Every entry must appear in the answer exactly as written.

[Saved entries]
________________________________________

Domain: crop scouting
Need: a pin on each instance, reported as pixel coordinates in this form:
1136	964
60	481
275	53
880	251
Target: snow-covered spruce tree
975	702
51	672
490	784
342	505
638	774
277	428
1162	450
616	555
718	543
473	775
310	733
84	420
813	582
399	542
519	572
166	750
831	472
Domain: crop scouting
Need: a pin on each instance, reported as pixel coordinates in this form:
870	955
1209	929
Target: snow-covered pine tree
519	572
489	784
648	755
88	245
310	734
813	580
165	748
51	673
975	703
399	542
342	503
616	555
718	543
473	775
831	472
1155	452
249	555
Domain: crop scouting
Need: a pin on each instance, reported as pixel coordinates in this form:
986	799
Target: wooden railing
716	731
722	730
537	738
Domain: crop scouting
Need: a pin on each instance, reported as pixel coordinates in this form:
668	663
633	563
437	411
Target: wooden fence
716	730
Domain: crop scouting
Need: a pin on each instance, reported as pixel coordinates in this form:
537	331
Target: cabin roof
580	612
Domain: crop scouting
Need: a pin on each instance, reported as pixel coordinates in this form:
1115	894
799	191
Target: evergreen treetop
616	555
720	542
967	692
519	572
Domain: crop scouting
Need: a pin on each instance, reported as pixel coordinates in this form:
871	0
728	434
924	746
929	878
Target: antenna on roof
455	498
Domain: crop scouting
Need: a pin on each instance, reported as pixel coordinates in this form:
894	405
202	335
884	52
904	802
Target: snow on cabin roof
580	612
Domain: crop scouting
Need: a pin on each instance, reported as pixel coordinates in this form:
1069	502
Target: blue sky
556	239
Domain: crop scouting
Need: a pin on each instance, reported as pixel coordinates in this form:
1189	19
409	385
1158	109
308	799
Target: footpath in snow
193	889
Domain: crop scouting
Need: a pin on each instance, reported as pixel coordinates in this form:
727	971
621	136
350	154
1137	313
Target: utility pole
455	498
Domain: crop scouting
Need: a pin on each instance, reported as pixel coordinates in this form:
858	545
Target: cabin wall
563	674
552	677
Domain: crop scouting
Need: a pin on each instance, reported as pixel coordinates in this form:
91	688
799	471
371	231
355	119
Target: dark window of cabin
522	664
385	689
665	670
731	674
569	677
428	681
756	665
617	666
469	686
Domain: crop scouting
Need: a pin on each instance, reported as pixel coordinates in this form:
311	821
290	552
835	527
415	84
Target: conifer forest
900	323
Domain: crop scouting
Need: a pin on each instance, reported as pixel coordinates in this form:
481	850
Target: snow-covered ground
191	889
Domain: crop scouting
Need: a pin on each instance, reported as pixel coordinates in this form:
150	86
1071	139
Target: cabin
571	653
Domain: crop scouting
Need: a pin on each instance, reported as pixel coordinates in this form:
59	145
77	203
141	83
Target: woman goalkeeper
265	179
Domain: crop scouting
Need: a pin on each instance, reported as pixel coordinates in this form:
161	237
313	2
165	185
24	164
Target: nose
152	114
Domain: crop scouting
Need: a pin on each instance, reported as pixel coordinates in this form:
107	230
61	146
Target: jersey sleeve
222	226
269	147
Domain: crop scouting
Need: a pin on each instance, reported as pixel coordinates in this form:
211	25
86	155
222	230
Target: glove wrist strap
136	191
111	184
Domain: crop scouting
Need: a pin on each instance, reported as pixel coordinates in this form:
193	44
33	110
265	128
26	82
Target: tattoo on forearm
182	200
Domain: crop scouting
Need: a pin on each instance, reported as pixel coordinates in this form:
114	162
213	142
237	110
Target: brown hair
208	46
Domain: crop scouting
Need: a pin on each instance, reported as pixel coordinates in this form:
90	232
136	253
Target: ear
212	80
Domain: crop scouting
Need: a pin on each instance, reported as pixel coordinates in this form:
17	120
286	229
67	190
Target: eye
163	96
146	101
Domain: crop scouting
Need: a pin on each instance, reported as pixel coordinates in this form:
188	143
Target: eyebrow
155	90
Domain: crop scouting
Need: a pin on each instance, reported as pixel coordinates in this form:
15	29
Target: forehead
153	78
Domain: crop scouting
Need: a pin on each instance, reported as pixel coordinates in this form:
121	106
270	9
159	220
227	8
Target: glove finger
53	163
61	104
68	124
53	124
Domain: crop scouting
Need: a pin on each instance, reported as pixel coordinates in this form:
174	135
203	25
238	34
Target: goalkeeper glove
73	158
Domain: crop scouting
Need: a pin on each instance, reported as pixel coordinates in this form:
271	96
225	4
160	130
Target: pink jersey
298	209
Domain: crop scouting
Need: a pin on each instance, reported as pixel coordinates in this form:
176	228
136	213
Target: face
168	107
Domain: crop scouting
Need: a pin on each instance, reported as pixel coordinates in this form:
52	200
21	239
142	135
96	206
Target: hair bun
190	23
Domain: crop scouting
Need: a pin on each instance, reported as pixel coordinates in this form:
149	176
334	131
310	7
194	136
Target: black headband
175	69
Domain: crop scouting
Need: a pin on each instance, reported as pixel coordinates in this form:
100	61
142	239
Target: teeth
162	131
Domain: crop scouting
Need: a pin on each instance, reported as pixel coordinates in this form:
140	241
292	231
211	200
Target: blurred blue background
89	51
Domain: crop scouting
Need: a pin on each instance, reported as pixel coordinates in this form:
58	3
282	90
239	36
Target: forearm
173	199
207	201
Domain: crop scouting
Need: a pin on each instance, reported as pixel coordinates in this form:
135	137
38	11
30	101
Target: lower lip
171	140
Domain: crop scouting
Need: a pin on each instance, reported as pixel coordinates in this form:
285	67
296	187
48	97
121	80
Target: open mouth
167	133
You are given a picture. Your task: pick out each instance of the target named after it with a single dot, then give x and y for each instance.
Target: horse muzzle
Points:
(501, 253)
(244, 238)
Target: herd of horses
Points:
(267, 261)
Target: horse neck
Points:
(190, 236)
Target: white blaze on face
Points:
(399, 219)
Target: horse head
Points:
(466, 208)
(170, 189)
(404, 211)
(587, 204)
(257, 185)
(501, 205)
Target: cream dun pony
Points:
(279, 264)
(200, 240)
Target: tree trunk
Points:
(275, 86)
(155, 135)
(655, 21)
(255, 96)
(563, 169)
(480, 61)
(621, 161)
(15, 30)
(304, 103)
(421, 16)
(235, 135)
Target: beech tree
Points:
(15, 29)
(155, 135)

________________________________________

**OUTPUT**
Domain: crop scouting
Need: a pin on each instance, reported as pixel coordinates in this form:
1136	964
60	481
275	53
880	251
Target: snow-covered spruce tree
975	702
51	672
490	784
342	505
638	774
277	428
1162	450
616	555
718	543
473	775
310	733
84	420
813	582
399	542
519	572
166	750
831	472
Domain: crop scouting
Need: a pin on each instance, reported as pixel coordinates in this form:
870	955
1209	929
Target: snow-covered pine tree
519	572
489	784
648	755
88	245
310	734
813	580
165	748
51	673
975	703
399	542
342	503
616	555
718	543
473	775
831	472
1155	452
249	555
Domain: crop scouting
Need: a pin on each instance, reported as pixel coordinates in this form:
986	799
Target: wooden railing
716	731
722	730
537	738
Domain: crop scouting
Need: a pin on each instance, reported as pixel coordinates in this form:
668	663
633	563
437	411
Target: wooden fence
716	730
Domain: crop scouting
Need: a pin on each instance, reported as pixel coordinates in this form:
537	331
Target: cabin roof
580	612
Domain: crop scouting
Need: a pin on each instance, reported as pixel coordinates in this form:
1115	894
799	191
Target: evergreen treetop
616	555
720	542
967	692
519	572
Domain: crop scouting
Need: a pin on each instance, reported as pixel coordinates in this form:
871	0
728	434
924	746
929	878
Target: antenna on roof
455	498
Domain: crop scouting
Need: a pin on each instance, reported as pixel coordinates in this form:
894	405
202	335
884	52
904	802
Target: snow on cabin roof
580	612
Domain: crop scouting
Need: a pin on each instance, reported as pixel coordinates in this form:
1069	502
Target: blue sky
556	239
Domain: crop scouting
Need: a pin on each instance, reported as pixel coordinates in this form:
1189	19
409	385
1158	109
308	799
Target: footpath in snow
193	889
Domain: crop scouting
Need: a pin on each instance, reported as pixel coordinates in this form:
727	971
621	136
350	154
1137	313
Target: utility pole
455	498
Domain: crop scouting
Need: a pin on each instance, reported as pixel coordinates in this form:
858	545
Target: cabin wall
563	674
552	677
Domain: crop scouting
Need: a pin on each instance, reported as pixel coordinates in this form:
91	688
799	471
371	231
355	119
Target: dark window of cabin
522	664
385	689
665	670
731	674
569	677
428	681
756	665
617	666
469	686
Domain: crop scouting
Need: a pin on each instance, reported as pixel coordinates in this form:
311	821
290	552
835	527
415	84
Target: conifer forest
900	323
Domain: crop scouting
Need: a pin on each instance, reported as pixel coordinates in this form:
481	850
Target: snow-covered ground
191	889
Domain: crop scouting
Need: a pin on each instance, reported as pixel coordinates in this form:
150	86
1071	139
Target: cabin
571	653
Domain: crop scouting
Need: a pin on each instance, reported as pixel coordinates in this form:
59	145
77	203
141	83
Target: woman goalkeeper
265	179
Domain: crop scouting
Need: a pin on each instance, reported as pixel coordinates in this form:
161	237
313	2
165	185
24	164
Target: nose
152	114
Domain: crop scouting
Need: a pin on each instance, reported as pixel coordinates in this form:
107	230
61	146
Target: jersey sleeve
222	226
269	147
Domain: crop scouting
Need: a pin on each instance, reported as pixel coordinates in this form:
211	25
86	155
222	230
Target: glove wrist strap
136	191
111	184
Domain: crop scouting
Need: a pin on each instance, reported as pixel coordinates in this form:
193	44
33	110
265	128
26	82
Target: tattoo on forearm
182	200
Domain: crop scouting
Need: a pin on each instance, reported as pixel coordinates in this form:
114	162
213	142
237	110
Target: brown hair
208	46
Domain: crop scouting
Need: a pin on each instance, reported as pixel coordinates in this form:
90	232
136	253
Target: ear
212	80
Domain: crop scouting
Need: a pin on each instance, reported as pixel coordinates in this form:
17	120
286	229
67	190
Target: eye
163	96
146	101
Domain: crop scouting
Need: a pin on each instance, reported as pixel coordinates in this form:
188	143
Target: eyebrow
155	90
Domain: crop scouting
Need: a pin on each instance, reported as pixel coordinates in this form:
15	29
Target: forehead
153	78
Domain: crop scouting
Need: a pin on each instance, reported as pixel coordinates in this form:
121	106
270	9
159	220
227	8
Target: glove finger
53	163
61	104
68	124
53	124
Domain: crop scouting
Need: a pin on each instance, reported as pixel coordinates in this form:
174	135
203	25
238	34
Target: goalkeeper glove
73	158
Domain: crop scouting
Need: a pin on each instance, reported as pixel coordinates in this form:
271	96
225	4
160	130
Target: pink jersey
298	209
Domain: crop scouting
Need: a pin on each instance, reported as pixel coordinates in this form:
176	228
136	213
Target: face
168	107
Domain: crop scouting
Need: a pin on each instance, reported as pixel coordinates in this form:
52	200
21	239
142	135
96	206
Target: hair bun
190	23
Domain: crop scouting
Need: a pin on each instance, reported as pixel coordinates in this form:
149	176
334	131
310	7
194	136
Target: black headband
175	69
Domain: crop scouting
Need: a pin on each instance, reported as pixel coordinates in this form:
100	61
142	239
Target: teeth
162	131
Domain: crop scouting
Need: a pin on each instance, reported as pixel coordinates in this form:
140	241
292	231
211	200
Target: blurred blue background
89	51
Domain: crop scouting
Need: a pin on each instance, reported as pixel coordinates in this form:
58	3
282	90
239	36
Target: forearm
173	199
207	201
Domain: crop scouting
Need: a pin on each instance, reported as pixel coordinates in this form:
135	137
38	11
30	101
Target: lower lip
171	140
Domain: crop scouting
Need: a pin on each instance, reported as pixel coordinates in this form:
285	67
296	187
48	97
121	80
Target: open mouth
167	133
You are given a picture. Your task: pick out each instance of the target named after it with a single dot, then give x and y for each instance.
Target: horse muzzle
Points:
(501, 253)
(244, 238)
Target: herd of horses
Points:
(267, 261)
Target: horse neck
Points:
(190, 236)
Target: white blaze on face
Points:
(399, 219)
Target: horse head
Points:
(466, 208)
(170, 189)
(404, 211)
(587, 204)
(257, 185)
(501, 205)
Target: cream dun pony
Points:
(279, 264)
(200, 240)
Target: tree trunk
Points:
(275, 86)
(155, 135)
(655, 21)
(255, 96)
(563, 169)
(480, 61)
(621, 161)
(15, 30)
(304, 103)
(421, 16)
(235, 135)
Target: beech tree
Points:
(15, 29)
(155, 135)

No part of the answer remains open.